═════ Dati di lavoro ═════

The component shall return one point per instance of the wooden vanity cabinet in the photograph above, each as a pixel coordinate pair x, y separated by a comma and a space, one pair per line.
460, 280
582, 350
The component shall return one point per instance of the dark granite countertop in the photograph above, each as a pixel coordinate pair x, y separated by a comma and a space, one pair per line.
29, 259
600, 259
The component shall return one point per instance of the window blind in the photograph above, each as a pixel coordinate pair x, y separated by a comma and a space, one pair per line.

═════

» **Cosa fare**
Ricopia per intero i dati qui sopra, riga per riga, e sposta ogni coordinata delle risposte sommando 100 sia a x sia a y. Tutto il resto del testo deve restare invariato.

» **Soluzione**
The component shall return one point per instance of the wooden vanity cabinet in the photograph above, each as a pixel coordinate pair x, y separated by a comma and a space, one pair per line.
560, 380
682, 450
The component shall return one point per instance of the dark granite countertop in the photograph above, each as a pixel coordinate pair x, y separated by a comma and a space, one pair per line.
129, 359
700, 359
The component shall return one point per instance of the window blind in the photograph above, each as a pixel coordinate pair x, y separated by a comma and a space, one pair per line.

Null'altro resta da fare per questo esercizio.